The hemophilia A and B markets in the Asia-Pacific (APAC) region are forecast to expand from $444.9 million and $76.3 million in 2015 to $699.1 million and $112.9 million by 2022, representing compound annual growth rates of 6.7% and 5.8%, respectively, according to business intelligence provider GBI Research.
The company’s latest report states that the growing awareness of hemophilia and associated risk factors, together with the availability of free testing services for new and existing hemophilia A and B patients, will increase diagnosis, driving demand and contributing to APAC market growth.
Gayathri Kanika, Analyst for GBI Research, notes: “One of the most pressing unmet needs in the hemophilia space is for a treatment to address inhibitor development, particularly in those with hemophilia B. The late-stage pipeline contains promising long-acting replacement therapies and non-factor therapies that have the potential for approval and launch during the forecast period.”
The most important driver of growth in the APAC hemophilia A and B markets will be the transition from short-acting to costly long-acting replacement therapies, such as Novo Nordisk’s N9-GP and CSL-Behring’s CSL-689. These products are expected to be launched in the forecast period and capture significant market share, as they require fewer injections and have convenient routes of administration.
In addition to new drugs and rising hemophilia diagnoses, increasing affordability and healthcare access in India and China are likely to contribute to the growth of the treatment-receiving pool significantly.

--- PROBLEM A ---
Answer these questions from the hemophilia market text:
(i) Which business intelligence provider made the forecast?
(ii) What is the hemophilia B market in the APAC region expected to be worth by 2022?
(iii) Which two countries are named for increasing affordability and healthcare access?
--- PROBLEM B ---
In the hemophilia market text, rewrite the part starting at "The most important" and ending at "treatment-receiving pool significantly.", changing "injections" to "doses".
--- PROBLEM C ---
Translate this sentence from the hemophilia market text into Spanish: "In addition to new drugs and rising hemophilia diagnoses, increasing affordability and healthcare access in India and China are likely to contribute to the growth of the treatment-receiving pool significantly."

--- THE DATA ---
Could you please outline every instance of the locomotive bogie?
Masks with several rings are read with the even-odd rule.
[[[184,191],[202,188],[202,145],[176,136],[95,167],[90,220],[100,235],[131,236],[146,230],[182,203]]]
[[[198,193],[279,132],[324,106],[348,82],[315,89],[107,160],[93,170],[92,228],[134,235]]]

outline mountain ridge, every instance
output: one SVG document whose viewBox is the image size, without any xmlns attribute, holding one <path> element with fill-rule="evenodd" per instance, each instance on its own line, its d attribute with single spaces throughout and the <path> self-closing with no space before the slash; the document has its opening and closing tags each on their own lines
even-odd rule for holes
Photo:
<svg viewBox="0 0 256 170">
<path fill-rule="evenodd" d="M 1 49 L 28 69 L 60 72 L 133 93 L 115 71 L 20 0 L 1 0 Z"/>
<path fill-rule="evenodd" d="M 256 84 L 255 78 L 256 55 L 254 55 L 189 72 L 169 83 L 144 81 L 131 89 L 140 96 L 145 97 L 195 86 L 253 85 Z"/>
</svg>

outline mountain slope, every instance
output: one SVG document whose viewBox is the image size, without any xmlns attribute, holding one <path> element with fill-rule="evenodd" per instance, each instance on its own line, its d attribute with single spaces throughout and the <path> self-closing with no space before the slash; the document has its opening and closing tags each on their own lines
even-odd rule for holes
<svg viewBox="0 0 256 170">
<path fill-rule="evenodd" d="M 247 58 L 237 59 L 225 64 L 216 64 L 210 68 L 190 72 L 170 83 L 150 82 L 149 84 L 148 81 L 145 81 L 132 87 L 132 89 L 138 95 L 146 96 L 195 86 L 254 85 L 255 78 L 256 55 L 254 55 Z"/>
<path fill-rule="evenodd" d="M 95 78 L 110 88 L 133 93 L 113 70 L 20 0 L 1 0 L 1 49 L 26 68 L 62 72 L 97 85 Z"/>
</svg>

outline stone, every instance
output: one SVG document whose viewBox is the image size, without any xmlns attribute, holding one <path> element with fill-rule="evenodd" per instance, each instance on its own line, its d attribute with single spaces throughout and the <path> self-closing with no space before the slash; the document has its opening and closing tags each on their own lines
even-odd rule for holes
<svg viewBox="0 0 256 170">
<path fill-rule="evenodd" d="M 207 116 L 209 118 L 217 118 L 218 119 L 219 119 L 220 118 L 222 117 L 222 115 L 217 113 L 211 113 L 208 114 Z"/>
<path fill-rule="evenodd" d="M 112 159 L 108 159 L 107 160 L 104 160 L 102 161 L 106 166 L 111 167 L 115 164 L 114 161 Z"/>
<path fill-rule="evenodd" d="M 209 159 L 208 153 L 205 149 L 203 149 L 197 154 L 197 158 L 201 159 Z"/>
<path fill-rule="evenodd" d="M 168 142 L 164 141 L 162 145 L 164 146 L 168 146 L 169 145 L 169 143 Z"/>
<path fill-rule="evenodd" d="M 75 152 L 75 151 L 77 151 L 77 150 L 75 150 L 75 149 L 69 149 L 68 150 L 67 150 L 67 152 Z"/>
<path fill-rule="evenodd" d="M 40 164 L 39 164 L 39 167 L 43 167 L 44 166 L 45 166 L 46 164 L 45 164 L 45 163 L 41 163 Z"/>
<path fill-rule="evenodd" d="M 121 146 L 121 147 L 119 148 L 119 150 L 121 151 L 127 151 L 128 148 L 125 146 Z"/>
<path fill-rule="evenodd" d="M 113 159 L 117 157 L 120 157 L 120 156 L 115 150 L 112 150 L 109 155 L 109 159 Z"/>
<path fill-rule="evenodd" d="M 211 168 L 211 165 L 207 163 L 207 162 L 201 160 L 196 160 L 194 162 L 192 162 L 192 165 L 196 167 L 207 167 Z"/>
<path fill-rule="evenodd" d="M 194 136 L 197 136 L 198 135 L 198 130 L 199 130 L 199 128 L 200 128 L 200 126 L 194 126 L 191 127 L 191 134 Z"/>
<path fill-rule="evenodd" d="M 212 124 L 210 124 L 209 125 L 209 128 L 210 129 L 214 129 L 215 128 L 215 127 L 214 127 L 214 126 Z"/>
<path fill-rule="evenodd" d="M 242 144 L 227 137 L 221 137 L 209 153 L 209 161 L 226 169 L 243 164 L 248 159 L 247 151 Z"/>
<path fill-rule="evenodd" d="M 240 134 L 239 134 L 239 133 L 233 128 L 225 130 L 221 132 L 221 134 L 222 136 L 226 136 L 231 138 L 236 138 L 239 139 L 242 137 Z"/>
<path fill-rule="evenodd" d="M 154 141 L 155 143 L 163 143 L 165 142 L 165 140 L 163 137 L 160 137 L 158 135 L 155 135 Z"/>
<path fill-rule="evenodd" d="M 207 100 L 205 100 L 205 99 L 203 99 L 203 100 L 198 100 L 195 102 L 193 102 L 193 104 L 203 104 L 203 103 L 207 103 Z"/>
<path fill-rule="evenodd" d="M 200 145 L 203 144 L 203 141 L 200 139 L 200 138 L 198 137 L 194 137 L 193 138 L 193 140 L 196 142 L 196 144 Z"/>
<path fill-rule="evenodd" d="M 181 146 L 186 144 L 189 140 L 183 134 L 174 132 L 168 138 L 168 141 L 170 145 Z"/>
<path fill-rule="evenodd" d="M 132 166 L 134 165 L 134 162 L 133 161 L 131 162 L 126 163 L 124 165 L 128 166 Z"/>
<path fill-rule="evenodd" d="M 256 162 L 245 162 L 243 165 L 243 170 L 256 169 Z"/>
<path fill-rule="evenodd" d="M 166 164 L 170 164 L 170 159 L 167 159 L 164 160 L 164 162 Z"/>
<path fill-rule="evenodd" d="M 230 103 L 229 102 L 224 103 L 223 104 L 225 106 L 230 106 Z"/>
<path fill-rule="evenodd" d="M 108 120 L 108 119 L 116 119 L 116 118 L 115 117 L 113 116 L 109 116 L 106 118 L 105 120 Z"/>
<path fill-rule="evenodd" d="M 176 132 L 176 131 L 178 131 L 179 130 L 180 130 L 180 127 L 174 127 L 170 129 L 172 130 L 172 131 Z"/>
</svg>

--- TASK OUTPUT A ---
(i) GBI Research
(ii) $112.9 million
(iii) India and China

--- TASK OUTPUT B ---
The most important driver of growth in the APAC hemophilia A and B markets will be the transition from short-acting to costly long-acting replacement therapies, such as Novo Nordisk’s N9-GP and CSL-Behring’s CSL-689. These products are expected to be launched in the forecast period and capture significant market share, as they require fewer doses and have convenient routes of administration.
In addition to new drugs and rising hemophilia diagnoses, increasing affordability and healthcare access in India and China are likely to contribute to the growth of the treatment-receiving pool significantly.

--- TASK OUTPUT C ---
Además de los nuevos fármacos y el aumento de los diagnósticos de hemofilia, la creciente asequibilidad y el creciente acceso a la atención sanitaria en la India y China probablemente contribuirán de forma significativa al crecimiento del grupo de pacientes que reciben tratamiento.